Exercise: Add 131 to every number in the answer coordinates, covering only the records from the line containing "Where can you see the player's right" up to and including the final line of the records. Write out all of those lines again, with the requests and their format samples left unchanged.

Recorded information:

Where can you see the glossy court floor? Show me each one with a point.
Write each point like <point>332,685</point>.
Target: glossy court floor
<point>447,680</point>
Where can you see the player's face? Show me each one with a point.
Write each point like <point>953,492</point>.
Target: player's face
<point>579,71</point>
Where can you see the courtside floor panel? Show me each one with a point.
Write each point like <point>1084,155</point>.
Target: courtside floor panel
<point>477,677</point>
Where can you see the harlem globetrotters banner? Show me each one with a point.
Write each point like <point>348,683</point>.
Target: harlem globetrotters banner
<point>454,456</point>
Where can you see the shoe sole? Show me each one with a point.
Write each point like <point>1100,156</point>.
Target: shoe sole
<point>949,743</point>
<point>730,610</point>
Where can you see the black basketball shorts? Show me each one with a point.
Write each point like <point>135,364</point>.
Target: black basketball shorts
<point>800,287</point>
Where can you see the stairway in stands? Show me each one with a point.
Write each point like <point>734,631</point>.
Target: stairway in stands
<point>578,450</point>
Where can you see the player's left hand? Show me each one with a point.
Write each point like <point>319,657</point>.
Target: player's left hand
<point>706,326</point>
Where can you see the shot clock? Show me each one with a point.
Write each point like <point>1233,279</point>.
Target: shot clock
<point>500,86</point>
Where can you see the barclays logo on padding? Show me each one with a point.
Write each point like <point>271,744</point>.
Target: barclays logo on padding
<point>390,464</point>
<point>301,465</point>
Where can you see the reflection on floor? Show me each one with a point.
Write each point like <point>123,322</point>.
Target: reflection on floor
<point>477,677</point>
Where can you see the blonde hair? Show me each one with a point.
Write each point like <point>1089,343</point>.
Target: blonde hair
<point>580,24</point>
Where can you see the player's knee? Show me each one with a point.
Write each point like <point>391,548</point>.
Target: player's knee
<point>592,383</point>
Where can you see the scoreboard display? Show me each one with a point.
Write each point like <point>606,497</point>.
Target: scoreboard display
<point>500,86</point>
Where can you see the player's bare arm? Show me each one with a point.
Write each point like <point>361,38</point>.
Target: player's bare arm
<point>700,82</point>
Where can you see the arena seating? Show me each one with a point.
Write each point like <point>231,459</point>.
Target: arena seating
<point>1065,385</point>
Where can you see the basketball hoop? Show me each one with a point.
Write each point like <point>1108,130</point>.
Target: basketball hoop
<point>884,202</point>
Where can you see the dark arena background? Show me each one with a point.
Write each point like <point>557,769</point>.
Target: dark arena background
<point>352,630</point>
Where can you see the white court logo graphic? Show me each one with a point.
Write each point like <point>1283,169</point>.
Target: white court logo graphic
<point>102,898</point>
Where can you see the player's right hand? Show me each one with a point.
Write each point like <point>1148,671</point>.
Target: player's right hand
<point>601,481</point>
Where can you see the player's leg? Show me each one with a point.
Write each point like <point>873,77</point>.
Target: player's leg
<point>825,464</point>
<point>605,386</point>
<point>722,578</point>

Output for this task:
Where can you see the player's right hand? Show me each one with a point.
Write each point like <point>1148,671</point>.
Target: player's right hand
<point>732,612</point>
Where can you see the player's leg? Show me each one with a point.
Write each point like <point>873,77</point>.
Target: player's leg
<point>956,595</point>
<point>736,517</point>
<point>853,709</point>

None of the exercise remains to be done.